## EXTRACTED INFORMATION
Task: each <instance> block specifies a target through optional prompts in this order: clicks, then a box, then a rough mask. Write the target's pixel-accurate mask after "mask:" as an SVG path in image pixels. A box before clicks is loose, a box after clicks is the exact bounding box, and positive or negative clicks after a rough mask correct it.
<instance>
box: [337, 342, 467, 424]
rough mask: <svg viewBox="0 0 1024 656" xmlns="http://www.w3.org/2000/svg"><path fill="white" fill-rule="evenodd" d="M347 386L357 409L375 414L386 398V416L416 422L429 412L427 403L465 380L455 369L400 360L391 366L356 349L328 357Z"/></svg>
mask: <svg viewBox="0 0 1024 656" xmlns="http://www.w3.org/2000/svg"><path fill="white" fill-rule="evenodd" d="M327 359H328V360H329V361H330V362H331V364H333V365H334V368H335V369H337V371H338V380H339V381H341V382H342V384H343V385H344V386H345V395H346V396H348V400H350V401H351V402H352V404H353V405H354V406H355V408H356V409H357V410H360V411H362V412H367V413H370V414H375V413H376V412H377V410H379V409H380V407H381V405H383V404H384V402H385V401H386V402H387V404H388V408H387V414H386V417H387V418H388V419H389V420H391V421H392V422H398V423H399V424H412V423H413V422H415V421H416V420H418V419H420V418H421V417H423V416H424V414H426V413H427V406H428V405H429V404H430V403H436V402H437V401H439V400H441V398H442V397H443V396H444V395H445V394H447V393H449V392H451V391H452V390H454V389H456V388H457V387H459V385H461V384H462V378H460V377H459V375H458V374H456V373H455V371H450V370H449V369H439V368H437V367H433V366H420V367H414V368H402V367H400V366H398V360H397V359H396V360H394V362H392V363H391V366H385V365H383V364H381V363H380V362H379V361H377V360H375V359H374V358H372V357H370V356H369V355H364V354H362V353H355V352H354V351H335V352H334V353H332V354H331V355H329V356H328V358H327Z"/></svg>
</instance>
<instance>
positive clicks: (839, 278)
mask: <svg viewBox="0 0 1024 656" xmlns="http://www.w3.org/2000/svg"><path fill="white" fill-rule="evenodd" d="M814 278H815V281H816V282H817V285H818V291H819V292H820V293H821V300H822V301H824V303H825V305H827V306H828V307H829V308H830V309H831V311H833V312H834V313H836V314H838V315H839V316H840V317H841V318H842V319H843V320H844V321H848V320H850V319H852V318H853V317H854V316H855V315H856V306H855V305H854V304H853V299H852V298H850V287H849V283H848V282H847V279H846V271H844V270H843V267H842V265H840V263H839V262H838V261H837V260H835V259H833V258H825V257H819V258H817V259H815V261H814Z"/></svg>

## TASK TO CARRY OUT
Every record must be given again exactly as it was written.

## WORKED SOLUTION
Task: each <instance> block specifies a target through optional prompts in this order: clicks, then a box, then a rough mask. Write the target's pixel-accurate mask after "mask:" as an SVG path in image pixels. A box before clicks is loose, a box after clicks is the exact bounding box, and positive or negative clicks after a rough mask correct it.
<instance>
box: [337, 342, 467, 424]
rough mask: <svg viewBox="0 0 1024 656" xmlns="http://www.w3.org/2000/svg"><path fill="white" fill-rule="evenodd" d="M347 386L357 409L375 414L386 398V416L416 422L429 412L427 403L465 380L455 369L400 360L391 366L356 349L328 357Z"/></svg>
mask: <svg viewBox="0 0 1024 656" xmlns="http://www.w3.org/2000/svg"><path fill="white" fill-rule="evenodd" d="M327 359H328V360H329V361H330V362H331V364H333V365H334V368H335V369H337V371H338V380H339V381H341V382H342V384H343V385H344V386H345V395H346V396H348V400H350V401H351V402H352V404H353V405H354V406H355V408H356V409H357V410H360V411H362V412H367V413H370V414H375V413H376V412H377V410H379V409H380V407H381V405H383V404H384V402H385V401H386V402H387V404H388V408H387V414H386V417H387V418H388V419H389V420H391V421H392V422H398V423H399V424H412V423H413V422H415V421H416V420H418V419H420V418H421V417H423V416H424V414H426V413H427V406H428V405H429V404H430V403H436V402H437V401H439V400H441V398H442V397H443V396H444V395H445V394H447V393H449V392H451V391H452V390H454V389H456V388H457V387H459V385H461V384H462V378H460V377H459V375H458V374H456V373H455V371H450V370H449V369H439V368H437V367H433V366H420V367H414V368H402V367H400V366H398V360H397V359H396V360H394V362H392V363H391V366H385V365H383V364H381V363H380V362H379V361H377V360H375V359H374V358H372V357H370V356H369V355H364V354H362V353H355V352H354V351H335V352H334V353H332V354H331V355H329V356H328V358H327Z"/></svg>
</instance>
<instance>
positive clicks: (839, 278)
mask: <svg viewBox="0 0 1024 656" xmlns="http://www.w3.org/2000/svg"><path fill="white" fill-rule="evenodd" d="M814 278H815V281H816V282H817V285H818V291H819V292H820V293H821V300H822V301H824V303H825V305H827V306H828V307H829V308H830V309H831V311H833V312H834V313H836V314H838V315H839V316H840V317H841V318H842V319H843V320H844V321H848V320H850V319H852V318H853V317H854V316H855V315H856V306H855V305H854V304H853V299H852V298H850V287H849V283H848V282H847V279H846V271H844V270H843V267H842V265H840V263H839V262H838V261H837V260H835V259H833V258H825V257H819V258H817V259H815V261H814Z"/></svg>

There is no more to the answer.